> **Referring expression pointing data**:
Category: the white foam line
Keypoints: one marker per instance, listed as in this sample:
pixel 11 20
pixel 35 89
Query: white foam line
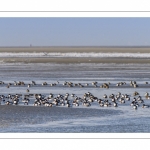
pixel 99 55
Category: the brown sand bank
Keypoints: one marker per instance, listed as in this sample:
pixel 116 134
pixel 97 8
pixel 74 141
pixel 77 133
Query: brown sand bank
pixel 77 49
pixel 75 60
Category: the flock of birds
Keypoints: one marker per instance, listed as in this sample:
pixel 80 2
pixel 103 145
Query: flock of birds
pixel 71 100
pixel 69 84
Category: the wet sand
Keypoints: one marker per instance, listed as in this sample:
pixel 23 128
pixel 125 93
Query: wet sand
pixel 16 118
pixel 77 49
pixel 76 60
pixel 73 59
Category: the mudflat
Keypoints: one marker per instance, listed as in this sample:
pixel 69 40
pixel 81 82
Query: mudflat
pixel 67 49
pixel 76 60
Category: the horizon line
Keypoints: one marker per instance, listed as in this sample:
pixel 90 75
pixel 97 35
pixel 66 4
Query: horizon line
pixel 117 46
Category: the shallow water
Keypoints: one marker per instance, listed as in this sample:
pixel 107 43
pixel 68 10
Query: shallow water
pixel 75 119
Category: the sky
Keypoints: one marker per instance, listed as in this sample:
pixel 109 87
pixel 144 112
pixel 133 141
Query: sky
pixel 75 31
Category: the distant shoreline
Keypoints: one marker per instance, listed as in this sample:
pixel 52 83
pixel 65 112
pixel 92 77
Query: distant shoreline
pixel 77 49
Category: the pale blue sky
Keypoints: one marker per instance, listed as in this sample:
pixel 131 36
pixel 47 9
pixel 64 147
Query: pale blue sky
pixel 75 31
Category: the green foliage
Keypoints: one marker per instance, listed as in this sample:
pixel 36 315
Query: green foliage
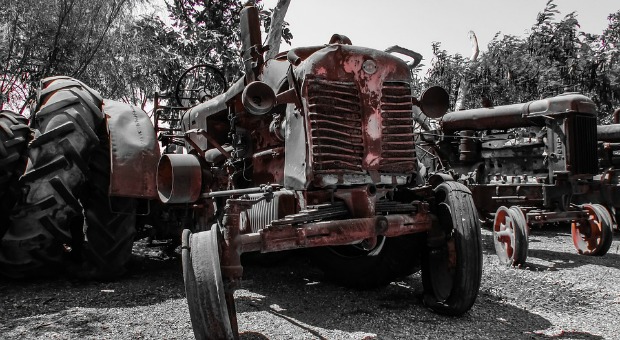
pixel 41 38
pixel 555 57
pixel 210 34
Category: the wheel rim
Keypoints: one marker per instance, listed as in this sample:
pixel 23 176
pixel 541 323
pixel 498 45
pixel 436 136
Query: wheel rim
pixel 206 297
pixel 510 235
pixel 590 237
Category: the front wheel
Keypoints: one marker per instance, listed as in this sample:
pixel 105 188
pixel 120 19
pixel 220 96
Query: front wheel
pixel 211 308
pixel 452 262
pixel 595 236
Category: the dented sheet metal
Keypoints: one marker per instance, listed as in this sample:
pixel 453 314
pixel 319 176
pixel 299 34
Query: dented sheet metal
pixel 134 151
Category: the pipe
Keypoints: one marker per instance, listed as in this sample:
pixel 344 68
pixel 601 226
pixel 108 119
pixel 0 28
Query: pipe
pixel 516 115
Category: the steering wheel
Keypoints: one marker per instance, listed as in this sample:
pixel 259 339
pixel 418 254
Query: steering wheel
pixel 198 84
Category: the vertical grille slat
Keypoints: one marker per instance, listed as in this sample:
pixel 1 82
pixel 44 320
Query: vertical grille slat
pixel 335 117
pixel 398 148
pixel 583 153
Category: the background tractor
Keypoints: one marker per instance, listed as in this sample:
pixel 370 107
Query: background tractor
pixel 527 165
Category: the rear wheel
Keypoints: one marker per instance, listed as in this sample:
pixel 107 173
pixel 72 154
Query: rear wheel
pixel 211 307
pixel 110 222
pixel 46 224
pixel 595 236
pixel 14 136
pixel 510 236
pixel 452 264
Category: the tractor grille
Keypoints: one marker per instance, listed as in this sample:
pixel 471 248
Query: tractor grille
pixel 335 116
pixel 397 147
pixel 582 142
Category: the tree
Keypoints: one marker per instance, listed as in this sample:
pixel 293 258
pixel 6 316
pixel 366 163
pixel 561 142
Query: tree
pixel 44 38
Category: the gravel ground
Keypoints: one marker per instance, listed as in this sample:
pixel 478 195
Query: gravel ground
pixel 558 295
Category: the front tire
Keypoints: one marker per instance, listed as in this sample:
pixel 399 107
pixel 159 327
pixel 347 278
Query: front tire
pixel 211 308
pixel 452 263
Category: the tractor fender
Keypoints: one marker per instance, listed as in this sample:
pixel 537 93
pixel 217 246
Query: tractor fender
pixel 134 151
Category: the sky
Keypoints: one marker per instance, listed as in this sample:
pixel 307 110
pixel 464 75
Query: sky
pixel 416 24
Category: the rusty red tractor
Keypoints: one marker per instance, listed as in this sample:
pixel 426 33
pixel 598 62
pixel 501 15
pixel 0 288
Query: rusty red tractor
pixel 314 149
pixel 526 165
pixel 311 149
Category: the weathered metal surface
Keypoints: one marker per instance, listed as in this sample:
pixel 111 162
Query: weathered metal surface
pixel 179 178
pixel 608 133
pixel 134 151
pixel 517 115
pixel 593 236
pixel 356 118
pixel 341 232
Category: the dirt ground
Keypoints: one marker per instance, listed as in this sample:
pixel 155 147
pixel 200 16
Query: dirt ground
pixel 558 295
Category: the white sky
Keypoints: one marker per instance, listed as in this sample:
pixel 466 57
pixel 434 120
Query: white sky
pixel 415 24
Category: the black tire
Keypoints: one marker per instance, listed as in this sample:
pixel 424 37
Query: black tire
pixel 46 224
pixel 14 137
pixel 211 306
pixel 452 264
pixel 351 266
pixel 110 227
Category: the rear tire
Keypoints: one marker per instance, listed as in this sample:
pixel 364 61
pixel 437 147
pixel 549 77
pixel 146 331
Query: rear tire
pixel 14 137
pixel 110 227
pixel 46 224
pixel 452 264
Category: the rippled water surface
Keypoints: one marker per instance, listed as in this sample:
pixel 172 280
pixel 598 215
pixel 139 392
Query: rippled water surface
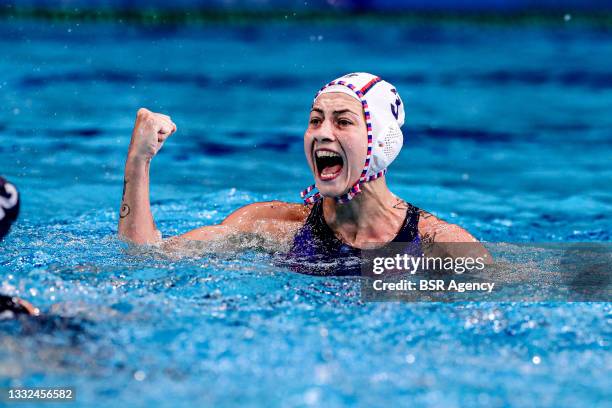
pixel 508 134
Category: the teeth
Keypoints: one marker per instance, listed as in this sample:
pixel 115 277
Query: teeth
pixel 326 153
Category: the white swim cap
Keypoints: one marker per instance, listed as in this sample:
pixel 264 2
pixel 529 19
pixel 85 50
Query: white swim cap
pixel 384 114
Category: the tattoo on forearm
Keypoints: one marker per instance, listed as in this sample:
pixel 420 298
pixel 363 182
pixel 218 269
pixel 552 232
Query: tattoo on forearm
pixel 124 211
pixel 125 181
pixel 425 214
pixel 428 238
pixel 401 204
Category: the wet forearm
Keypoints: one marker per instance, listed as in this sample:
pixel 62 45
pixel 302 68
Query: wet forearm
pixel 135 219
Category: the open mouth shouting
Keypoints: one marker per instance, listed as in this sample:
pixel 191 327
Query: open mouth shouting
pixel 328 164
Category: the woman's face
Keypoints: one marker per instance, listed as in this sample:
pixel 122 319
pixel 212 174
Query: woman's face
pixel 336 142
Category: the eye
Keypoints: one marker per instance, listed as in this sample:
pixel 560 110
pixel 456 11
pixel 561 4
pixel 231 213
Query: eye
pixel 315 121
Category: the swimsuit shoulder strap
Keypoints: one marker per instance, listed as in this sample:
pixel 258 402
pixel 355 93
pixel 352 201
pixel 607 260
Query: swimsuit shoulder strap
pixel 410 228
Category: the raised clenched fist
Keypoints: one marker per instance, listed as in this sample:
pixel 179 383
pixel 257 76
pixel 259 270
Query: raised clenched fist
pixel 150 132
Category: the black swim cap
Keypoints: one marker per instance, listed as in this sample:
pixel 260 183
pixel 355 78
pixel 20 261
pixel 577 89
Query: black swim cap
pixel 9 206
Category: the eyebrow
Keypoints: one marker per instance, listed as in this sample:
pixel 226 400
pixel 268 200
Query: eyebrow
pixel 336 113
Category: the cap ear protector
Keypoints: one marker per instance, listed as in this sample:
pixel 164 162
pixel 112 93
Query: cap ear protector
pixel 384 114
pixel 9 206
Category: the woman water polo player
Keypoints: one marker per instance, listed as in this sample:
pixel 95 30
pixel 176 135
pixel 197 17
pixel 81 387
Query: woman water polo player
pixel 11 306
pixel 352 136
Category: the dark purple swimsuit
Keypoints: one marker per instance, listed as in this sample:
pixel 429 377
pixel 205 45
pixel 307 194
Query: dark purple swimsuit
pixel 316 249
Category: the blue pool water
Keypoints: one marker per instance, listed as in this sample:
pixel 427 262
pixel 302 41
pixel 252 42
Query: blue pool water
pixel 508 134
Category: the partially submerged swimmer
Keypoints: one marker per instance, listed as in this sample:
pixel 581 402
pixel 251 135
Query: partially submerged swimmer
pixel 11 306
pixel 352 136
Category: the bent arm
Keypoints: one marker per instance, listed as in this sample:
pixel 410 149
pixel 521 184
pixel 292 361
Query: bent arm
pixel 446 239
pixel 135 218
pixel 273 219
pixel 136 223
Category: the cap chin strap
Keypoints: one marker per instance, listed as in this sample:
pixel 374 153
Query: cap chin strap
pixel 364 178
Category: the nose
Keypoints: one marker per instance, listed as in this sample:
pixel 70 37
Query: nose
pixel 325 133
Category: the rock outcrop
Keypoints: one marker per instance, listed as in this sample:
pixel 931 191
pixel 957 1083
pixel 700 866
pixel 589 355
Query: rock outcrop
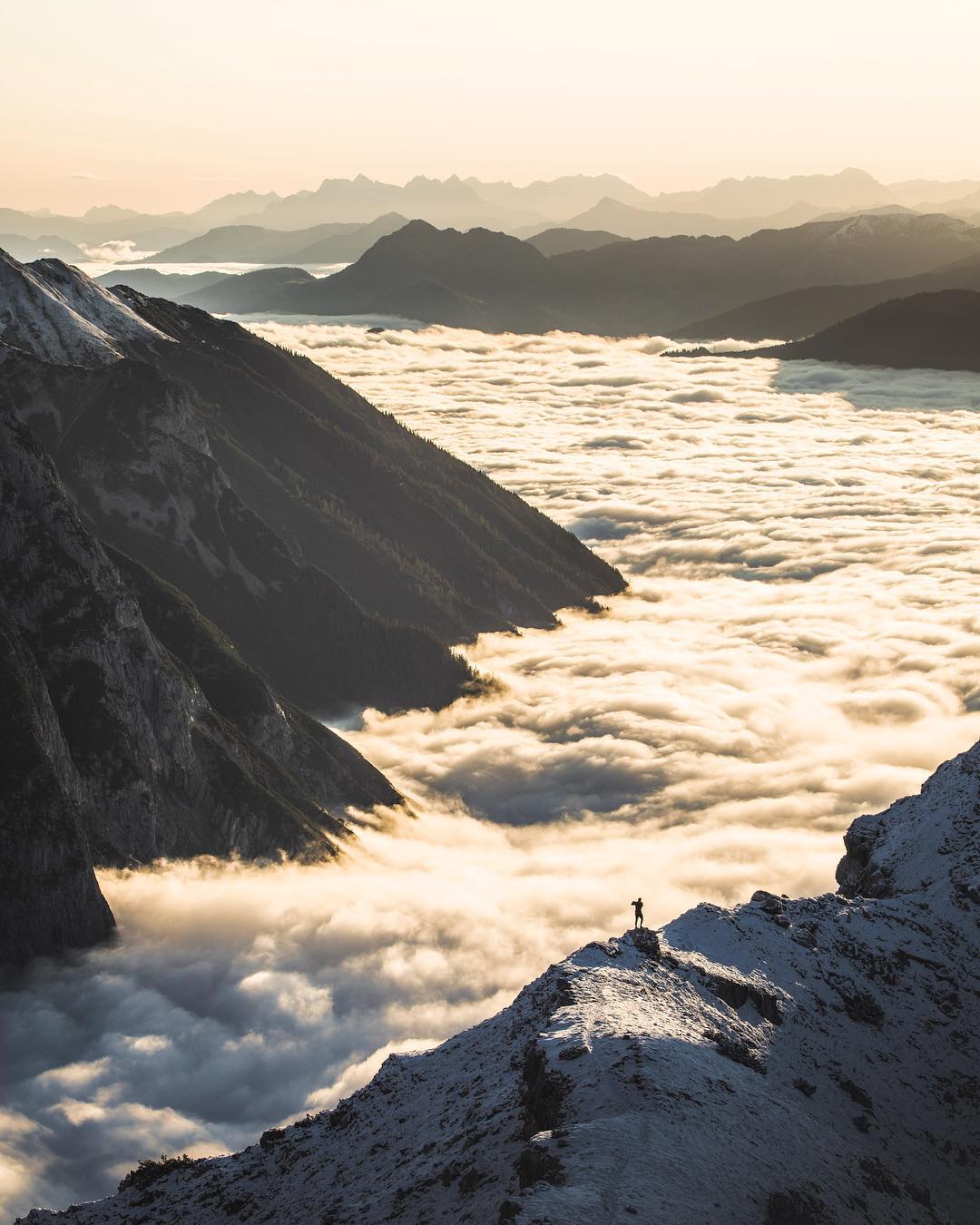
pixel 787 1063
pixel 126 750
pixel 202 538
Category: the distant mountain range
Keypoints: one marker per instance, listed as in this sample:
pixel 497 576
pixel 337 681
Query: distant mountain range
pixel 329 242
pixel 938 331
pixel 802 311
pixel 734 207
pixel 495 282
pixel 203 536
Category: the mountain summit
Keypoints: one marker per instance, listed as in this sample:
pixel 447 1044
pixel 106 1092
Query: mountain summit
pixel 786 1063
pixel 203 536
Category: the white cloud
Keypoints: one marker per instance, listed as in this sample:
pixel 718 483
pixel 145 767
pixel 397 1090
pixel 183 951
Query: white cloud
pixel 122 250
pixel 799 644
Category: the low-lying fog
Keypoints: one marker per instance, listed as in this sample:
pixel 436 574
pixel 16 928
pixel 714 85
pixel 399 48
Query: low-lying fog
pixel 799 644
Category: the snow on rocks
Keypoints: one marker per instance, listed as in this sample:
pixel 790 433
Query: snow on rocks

> **Work instructions**: Repeat the data verbatim through the "Category: the flock of birds" line, no pictures.

> **Output**:
Category: the white foam line
Keypoints: one marker per instance, listed as in this sample:
pixel 11 20
pixel 35 89
Query: white foam line
pixel 99 55
Category: the brown sand bank
Keypoints: one marker per instance, listed as in this sample:
pixel 116 134
pixel 97 8
pixel 74 141
pixel 77 133
Query: brown sand bank
pixel 77 49
pixel 75 60
Category: the flock of birds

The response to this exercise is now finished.